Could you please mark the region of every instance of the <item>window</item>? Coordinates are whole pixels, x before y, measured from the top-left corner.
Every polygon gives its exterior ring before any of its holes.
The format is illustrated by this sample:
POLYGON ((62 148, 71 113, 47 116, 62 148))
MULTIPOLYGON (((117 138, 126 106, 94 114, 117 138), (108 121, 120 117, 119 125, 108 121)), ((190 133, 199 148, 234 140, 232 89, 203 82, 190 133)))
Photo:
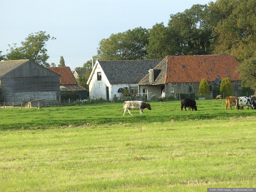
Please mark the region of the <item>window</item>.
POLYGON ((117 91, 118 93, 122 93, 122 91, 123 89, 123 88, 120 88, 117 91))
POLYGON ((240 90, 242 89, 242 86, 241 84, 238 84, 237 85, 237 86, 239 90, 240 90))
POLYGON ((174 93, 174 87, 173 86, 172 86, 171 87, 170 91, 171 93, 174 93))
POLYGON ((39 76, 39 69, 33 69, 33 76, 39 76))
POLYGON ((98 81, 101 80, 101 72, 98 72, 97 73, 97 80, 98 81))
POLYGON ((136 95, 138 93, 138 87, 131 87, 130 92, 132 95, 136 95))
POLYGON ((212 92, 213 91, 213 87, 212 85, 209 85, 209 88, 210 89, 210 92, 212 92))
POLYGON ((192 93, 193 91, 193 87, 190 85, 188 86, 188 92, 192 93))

◆ ◆ ◆

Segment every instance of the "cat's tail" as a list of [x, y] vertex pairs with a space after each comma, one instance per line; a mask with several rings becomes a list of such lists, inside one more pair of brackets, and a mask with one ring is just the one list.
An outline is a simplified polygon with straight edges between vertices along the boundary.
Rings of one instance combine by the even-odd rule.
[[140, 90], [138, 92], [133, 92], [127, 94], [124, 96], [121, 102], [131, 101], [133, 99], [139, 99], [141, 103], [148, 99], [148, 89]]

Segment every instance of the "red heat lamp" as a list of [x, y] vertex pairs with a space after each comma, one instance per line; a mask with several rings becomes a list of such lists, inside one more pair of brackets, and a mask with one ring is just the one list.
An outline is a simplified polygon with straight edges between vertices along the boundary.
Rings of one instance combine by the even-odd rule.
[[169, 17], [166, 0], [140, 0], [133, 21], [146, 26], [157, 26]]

◆ ◆ ◆

→ **OPDRACHT**: Welke rijen hierboven bevatten het woord "mark"? Filter die rijen eruit en neem ze ongewijzigd over, waarbij het verschil tussen hoofdletters en kleine letters telt.

→ **ANTWOORD**:
Could you please mark the region of every instance of the <item>window</item>? Coordinates are whole pixels, x before y, measured from the top-left corner.
Please mark the region of the <item>window</item>.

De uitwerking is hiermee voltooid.